* **Exercise prompt**
Print every record below verbatim, leaving the pictures out of your answer.

* **Items drawn from a data source**
===

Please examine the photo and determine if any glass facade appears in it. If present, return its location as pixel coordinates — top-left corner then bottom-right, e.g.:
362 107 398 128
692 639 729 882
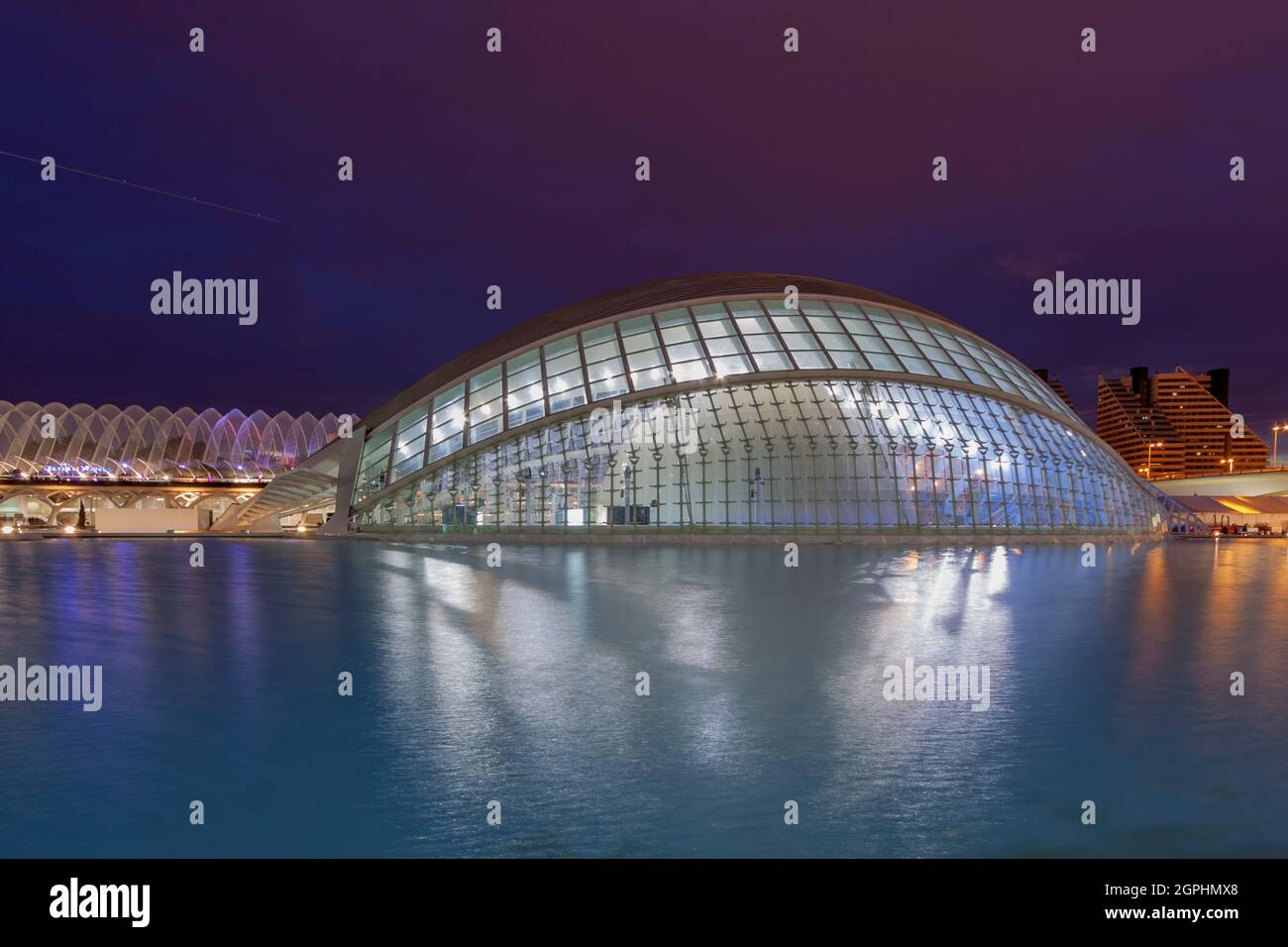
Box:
353 296 1160 533
360 378 1160 533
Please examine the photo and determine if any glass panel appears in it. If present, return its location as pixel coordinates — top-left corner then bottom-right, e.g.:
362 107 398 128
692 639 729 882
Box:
707 339 743 356
693 303 728 322
738 316 774 335
754 352 793 371
867 352 903 371
590 374 630 401
783 333 818 352
699 320 733 339
808 316 842 333
662 322 698 346
774 316 808 333
793 351 832 368
631 368 669 391
671 360 711 381
713 356 751 376
583 339 621 365
657 308 692 329
666 342 703 362
617 316 653 339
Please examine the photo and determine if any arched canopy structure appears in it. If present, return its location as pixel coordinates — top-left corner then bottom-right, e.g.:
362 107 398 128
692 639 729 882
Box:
340 273 1164 535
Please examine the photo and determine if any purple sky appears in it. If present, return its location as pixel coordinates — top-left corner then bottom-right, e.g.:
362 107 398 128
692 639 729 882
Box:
0 0 1288 434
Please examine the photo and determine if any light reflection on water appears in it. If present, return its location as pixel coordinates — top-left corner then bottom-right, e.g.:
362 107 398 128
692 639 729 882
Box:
0 540 1288 856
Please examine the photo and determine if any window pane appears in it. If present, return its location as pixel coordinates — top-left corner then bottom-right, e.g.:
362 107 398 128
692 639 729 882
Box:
754 352 793 371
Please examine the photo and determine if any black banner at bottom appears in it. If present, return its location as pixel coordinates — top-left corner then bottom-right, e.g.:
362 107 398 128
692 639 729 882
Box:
0 860 1267 937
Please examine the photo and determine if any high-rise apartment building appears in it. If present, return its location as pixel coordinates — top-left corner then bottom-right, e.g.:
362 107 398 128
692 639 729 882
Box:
1096 366 1269 479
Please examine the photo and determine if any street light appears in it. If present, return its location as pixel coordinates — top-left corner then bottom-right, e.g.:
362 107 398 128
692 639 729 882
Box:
1145 441 1163 480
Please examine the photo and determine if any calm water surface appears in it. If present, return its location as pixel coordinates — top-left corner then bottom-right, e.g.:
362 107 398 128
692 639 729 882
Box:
0 539 1288 857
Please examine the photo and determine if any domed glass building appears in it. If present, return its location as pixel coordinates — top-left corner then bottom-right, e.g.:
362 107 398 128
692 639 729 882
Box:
340 273 1167 539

===

* **Task answer**
Please examine the photo and determine if any glass facade appears in it. If present, return its location as pixel coordinates — top-left corner then bottom-right, e.g.:
362 107 398 128
692 639 729 882
Box:
353 296 1160 533
360 378 1160 533
Please examine the photo and determine if any glass panel appears in it. If present, return its location as pixel coordinates — top-left corner then bottom-right, e.g.:
362 107 398 128
692 639 729 882
Box:
707 339 743 356
693 303 728 322
738 316 774 335
754 352 793 371
867 352 903 371
590 374 630 401
783 333 818 352
699 320 733 339
808 316 842 333
662 322 698 346
774 316 808 333
793 351 832 368
631 368 669 391
671 360 711 381
713 356 751 376
583 339 621 365
657 308 692 329
666 342 703 362
617 316 653 339
Please examine the photo and determine if any arched canopy structure appears in it. If present, return its location as pixel coordinates — top-left corner then bottom-right, e.g.:
362 107 398 128
692 639 729 882
Box:
340 273 1164 535
Please examine the photo and determine if any purple sky appears in it. If present, return its location as pixel coordinates — top-left corner then bottom-right, e.g.:
362 107 398 128
692 639 729 882
Box:
0 0 1288 434
Please examine the photo and determine if any light reflection on water appears in it. If present, return its location as pixel coordinates — top-left corner then bottom-right, e.g.:
362 107 398 128
692 639 729 882
Box:
0 540 1288 856
Please examine the photo and determine if any window pane appears in it. If present, return its location as pixel coordinates — top-left corner then bottom-right, e.g.:
362 107 398 128
692 639 729 882
Box:
754 352 793 371
Please examine the photo and determine if any black banner at bottom appears in it. If present, return its location as pixel coordinates — top-left corner then bottom-right, e.g.:
362 107 398 128
692 639 729 882
Box:
0 860 1267 937
Please examine the photo and determine if any high-rise apartment building appears in it. If present, return its location as pixel coordinates — top-left corner then bottom-right, e.g.:
362 107 398 128
692 639 729 882
Box:
1096 366 1269 479
Please examine the photo and determine if any street light appears in it. If present, return its location as pixel coordinates — top-left corner then bottom-right, e.g.:
362 107 398 128
692 639 729 882
Box:
1145 441 1163 480
Please examine the photo and determine if any calm water surface appears in it. If present, return its location as pixel coordinates — top-left corner then bottom-right, e.g.:
362 107 398 128
692 639 729 882
Box:
0 539 1288 857
Please examine the photo and determine if any domed glass building appears in it. If present, return its location as pixel coordinates — top-left corner then bottom-right, e.g.:
362 107 398 128
692 639 729 882
Box:
340 273 1167 539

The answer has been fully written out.